**REQUIRED WORK**
Return each line of the records below that contains the string "phrase", treating uppercase and lowercase letters as distinct.

**DATASET RECORDS**
***

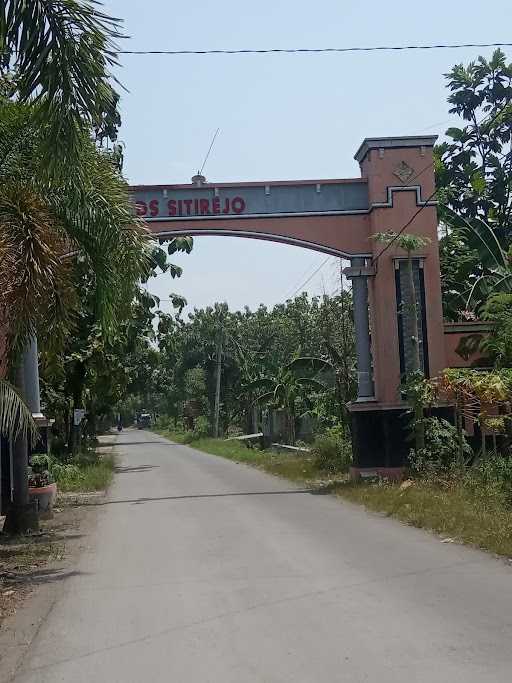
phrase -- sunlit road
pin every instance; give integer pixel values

***

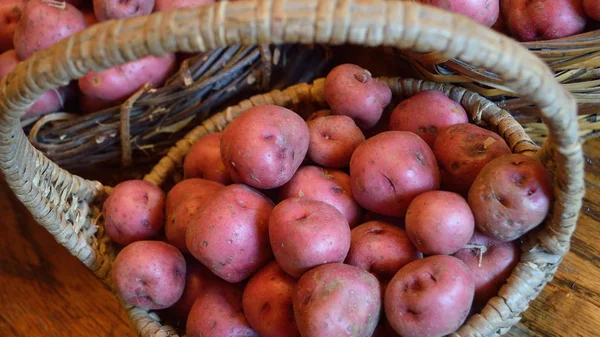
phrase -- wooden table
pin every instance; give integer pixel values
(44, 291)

***

**SOLVED EXERCISE**
phrase -- sunlit road
phrase -- wooden table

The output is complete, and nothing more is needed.